**WHAT IS EXPECTED:**
Only an exact copy belongs in the answer: the line with "# place one marker on the bare" and every line after it through the end of the records, pictures left out.

══ DATA UNDER STUDY

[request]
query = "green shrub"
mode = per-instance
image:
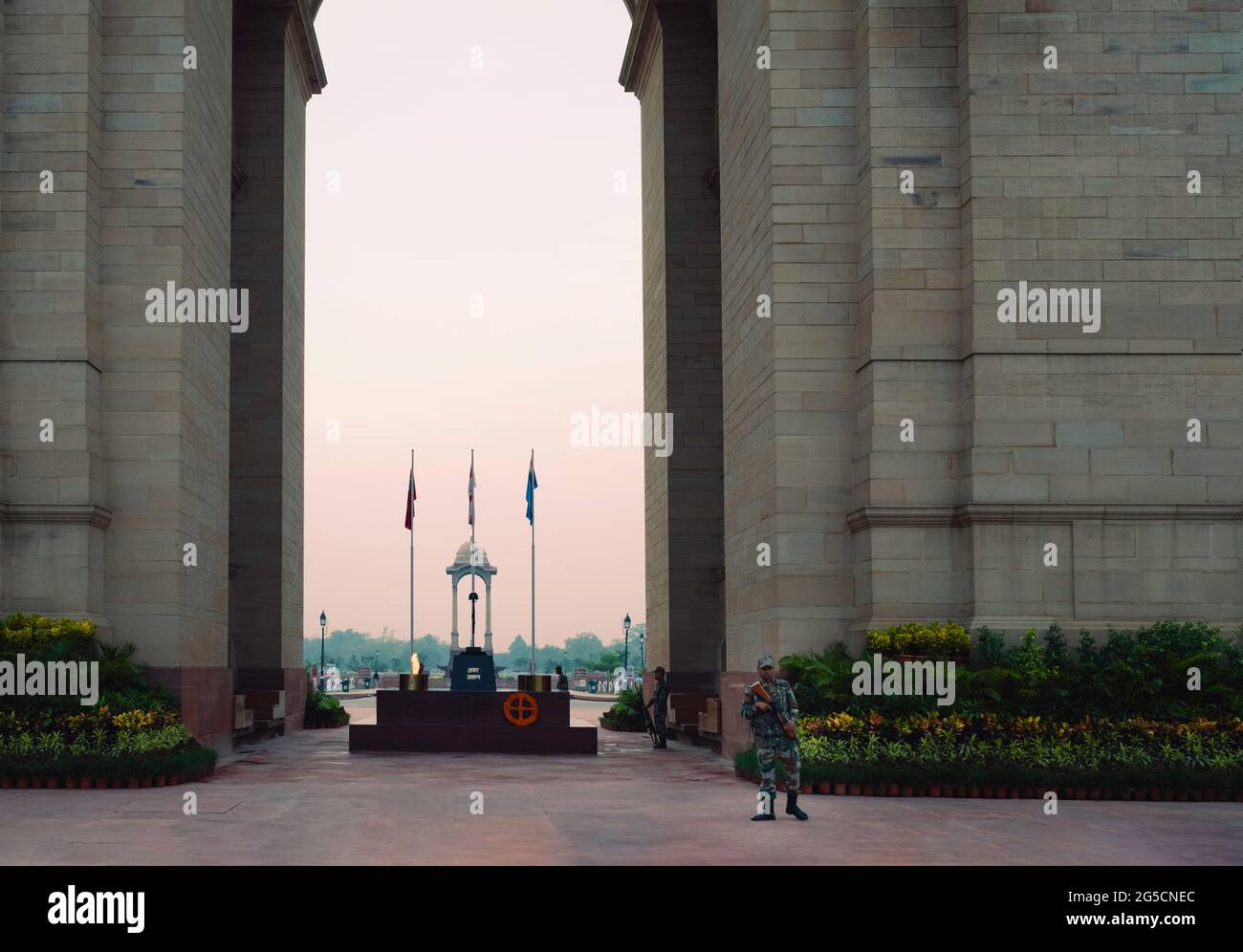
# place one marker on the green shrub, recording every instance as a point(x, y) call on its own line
point(1020, 751)
point(931, 640)
point(626, 712)
point(322, 708)
point(1142, 673)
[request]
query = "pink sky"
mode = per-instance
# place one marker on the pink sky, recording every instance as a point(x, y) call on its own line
point(500, 182)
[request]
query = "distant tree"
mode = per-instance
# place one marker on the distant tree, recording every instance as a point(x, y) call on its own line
point(608, 661)
point(583, 648)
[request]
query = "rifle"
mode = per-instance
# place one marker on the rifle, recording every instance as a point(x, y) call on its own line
point(759, 691)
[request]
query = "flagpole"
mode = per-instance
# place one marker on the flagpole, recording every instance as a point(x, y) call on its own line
point(411, 554)
point(533, 572)
point(472, 553)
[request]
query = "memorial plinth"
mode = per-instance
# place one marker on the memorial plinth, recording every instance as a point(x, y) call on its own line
point(473, 723)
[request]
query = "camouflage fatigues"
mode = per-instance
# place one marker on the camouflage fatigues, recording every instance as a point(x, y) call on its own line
point(659, 704)
point(771, 740)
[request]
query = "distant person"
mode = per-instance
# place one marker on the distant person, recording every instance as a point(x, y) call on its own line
point(659, 704)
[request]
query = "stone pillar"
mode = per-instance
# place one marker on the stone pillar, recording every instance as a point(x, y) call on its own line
point(276, 71)
point(671, 67)
point(54, 509)
point(452, 636)
point(488, 611)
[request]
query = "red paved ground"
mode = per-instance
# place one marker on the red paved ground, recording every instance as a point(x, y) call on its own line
point(306, 799)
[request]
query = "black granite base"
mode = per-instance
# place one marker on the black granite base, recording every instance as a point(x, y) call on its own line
point(470, 721)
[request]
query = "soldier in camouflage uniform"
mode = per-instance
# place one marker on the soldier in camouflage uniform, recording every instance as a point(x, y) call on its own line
point(772, 742)
point(659, 704)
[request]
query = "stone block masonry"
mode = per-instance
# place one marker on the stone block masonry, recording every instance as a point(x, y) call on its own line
point(143, 164)
point(886, 172)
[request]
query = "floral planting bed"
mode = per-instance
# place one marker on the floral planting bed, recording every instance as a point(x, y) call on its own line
point(131, 737)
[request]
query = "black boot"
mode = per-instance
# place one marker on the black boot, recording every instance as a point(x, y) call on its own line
point(792, 806)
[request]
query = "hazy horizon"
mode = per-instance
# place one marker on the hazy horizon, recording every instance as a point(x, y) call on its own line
point(472, 280)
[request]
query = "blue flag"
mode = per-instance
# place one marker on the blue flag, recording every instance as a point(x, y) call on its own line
point(533, 485)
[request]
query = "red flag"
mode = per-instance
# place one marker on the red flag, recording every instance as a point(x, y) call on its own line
point(409, 502)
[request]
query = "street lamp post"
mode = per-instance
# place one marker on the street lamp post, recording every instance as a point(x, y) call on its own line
point(625, 653)
point(323, 630)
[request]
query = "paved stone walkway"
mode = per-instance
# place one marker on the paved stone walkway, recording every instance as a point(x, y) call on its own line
point(306, 799)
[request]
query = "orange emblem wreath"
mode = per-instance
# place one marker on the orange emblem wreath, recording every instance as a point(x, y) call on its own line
point(521, 708)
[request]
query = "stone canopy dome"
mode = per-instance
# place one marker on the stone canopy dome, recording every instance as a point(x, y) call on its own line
point(463, 557)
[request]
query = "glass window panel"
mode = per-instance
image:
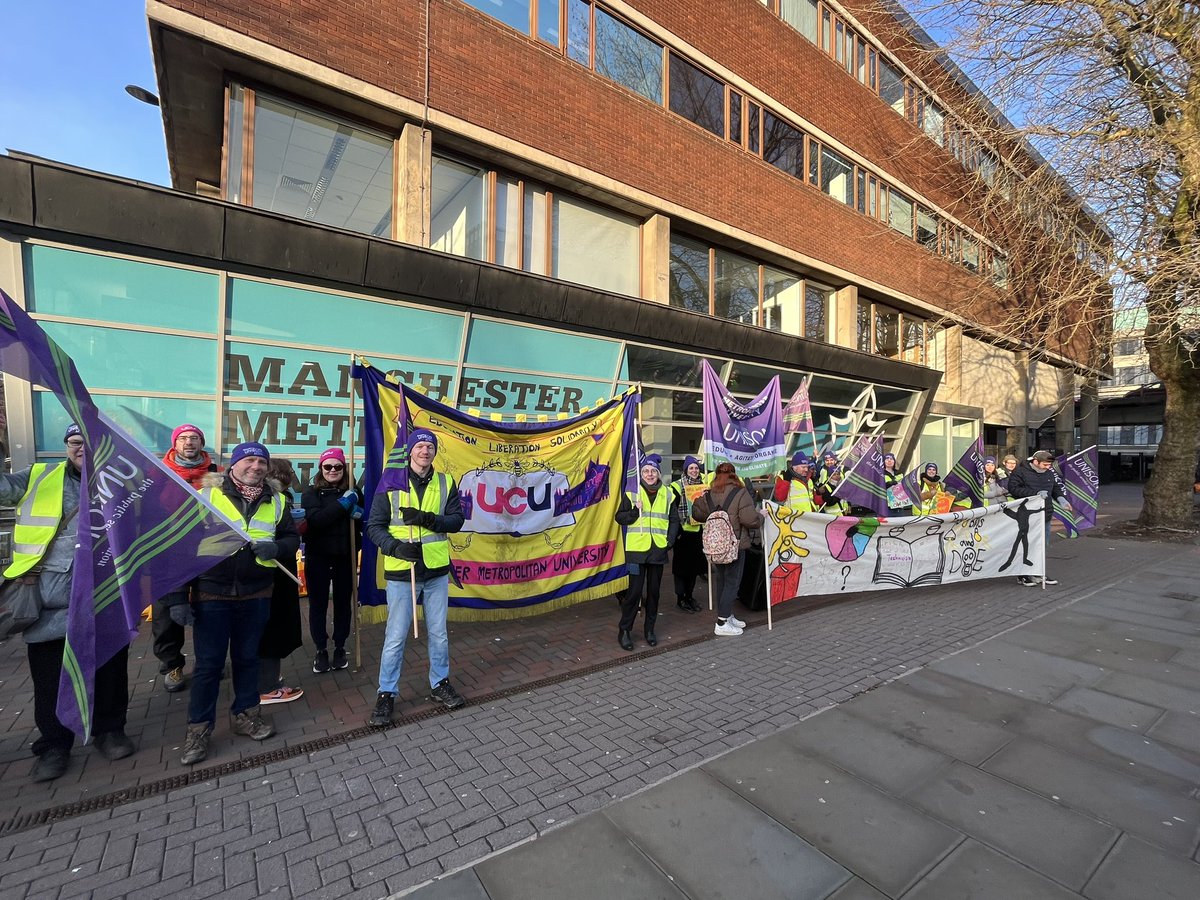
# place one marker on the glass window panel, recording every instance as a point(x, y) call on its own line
point(887, 331)
point(628, 57)
point(781, 307)
point(900, 213)
point(120, 359)
point(816, 303)
point(508, 222)
point(579, 31)
point(891, 85)
point(837, 177)
point(499, 345)
point(736, 288)
point(88, 286)
point(514, 13)
point(595, 246)
point(697, 96)
point(783, 145)
point(279, 312)
point(547, 21)
point(323, 169)
point(537, 232)
point(689, 275)
point(457, 209)
point(864, 325)
point(927, 228)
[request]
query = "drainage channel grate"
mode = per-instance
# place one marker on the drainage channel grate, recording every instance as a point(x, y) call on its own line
point(117, 798)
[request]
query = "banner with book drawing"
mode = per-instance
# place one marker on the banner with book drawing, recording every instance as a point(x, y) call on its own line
point(814, 553)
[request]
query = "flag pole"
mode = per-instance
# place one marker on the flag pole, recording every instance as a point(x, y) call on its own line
point(354, 552)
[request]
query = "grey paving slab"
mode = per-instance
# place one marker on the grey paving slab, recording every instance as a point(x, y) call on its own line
point(685, 827)
point(1057, 843)
point(879, 838)
point(979, 873)
point(1108, 708)
point(588, 859)
point(1109, 745)
point(1170, 819)
point(1135, 869)
point(1029, 673)
point(865, 749)
point(927, 721)
point(1179, 729)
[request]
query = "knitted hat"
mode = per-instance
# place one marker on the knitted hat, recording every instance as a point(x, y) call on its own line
point(333, 454)
point(421, 436)
point(251, 448)
point(185, 430)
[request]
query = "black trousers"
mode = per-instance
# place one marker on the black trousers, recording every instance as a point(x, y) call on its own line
point(108, 709)
point(649, 577)
point(168, 636)
point(321, 573)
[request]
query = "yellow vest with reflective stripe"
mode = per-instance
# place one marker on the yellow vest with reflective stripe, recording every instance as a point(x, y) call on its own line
point(435, 546)
point(37, 517)
point(261, 526)
point(652, 522)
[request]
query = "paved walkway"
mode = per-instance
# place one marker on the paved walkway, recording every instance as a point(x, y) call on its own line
point(389, 811)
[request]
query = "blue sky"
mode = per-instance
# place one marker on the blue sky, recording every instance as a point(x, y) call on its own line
point(63, 78)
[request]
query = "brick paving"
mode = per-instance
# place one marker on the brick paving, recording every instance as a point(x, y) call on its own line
point(394, 809)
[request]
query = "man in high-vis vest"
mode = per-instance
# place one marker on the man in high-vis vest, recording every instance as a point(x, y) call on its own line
point(409, 528)
point(47, 501)
point(232, 601)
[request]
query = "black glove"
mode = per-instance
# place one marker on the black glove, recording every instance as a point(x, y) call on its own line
point(407, 550)
point(265, 550)
point(181, 615)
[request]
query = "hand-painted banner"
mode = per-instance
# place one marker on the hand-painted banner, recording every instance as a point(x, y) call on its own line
point(1081, 484)
point(813, 553)
point(143, 534)
point(748, 435)
point(539, 499)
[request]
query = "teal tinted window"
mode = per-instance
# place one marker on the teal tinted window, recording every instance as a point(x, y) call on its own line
point(150, 420)
point(114, 359)
point(292, 373)
point(85, 286)
point(493, 343)
point(281, 313)
point(508, 394)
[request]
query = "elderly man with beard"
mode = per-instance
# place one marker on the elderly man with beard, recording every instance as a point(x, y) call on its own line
point(232, 601)
point(169, 612)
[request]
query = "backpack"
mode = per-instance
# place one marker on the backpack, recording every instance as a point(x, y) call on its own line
point(719, 540)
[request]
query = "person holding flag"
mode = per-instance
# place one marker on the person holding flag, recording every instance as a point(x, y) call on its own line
point(47, 501)
point(409, 521)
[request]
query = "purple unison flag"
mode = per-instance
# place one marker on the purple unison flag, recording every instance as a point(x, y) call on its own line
point(143, 533)
point(798, 412)
point(748, 435)
point(1081, 483)
point(966, 477)
point(863, 485)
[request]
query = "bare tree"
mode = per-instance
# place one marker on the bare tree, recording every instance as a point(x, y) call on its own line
point(1091, 185)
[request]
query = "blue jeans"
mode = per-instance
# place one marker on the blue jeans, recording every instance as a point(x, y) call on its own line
point(233, 628)
point(435, 597)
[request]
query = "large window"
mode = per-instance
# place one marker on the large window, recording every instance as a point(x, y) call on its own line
point(628, 57)
point(313, 166)
point(697, 96)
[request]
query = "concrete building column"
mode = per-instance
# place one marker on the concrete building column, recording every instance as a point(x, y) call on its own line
point(657, 259)
point(414, 173)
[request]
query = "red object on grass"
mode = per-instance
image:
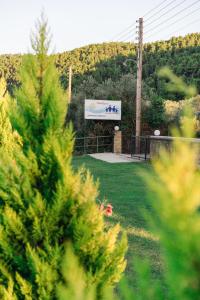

════

**RESULT BELOW:**
# place one marker on the bare tree, recording every instance as a point(x, y) call on its own line
point(1091, 185)
[request]
query = "blue jeans"
mode = per-instance
# place one marker on the blue jeans, recording every instance as a point(x, y) call on its own line
point(233, 628)
point(435, 597)
[request]
query = "large window"
mode = per-instance
# place one marker on the large window, recording every instance as a point(x, y) call on its own line
point(628, 57)
point(313, 166)
point(697, 96)
[request]
query = "concrete building column"
mode = per-instance
# place one marker on the concrete building column, recording every instance as a point(x, y) call on its own line
point(657, 259)
point(414, 173)
[request]
query = "red object on grass"
mode = per-instance
image:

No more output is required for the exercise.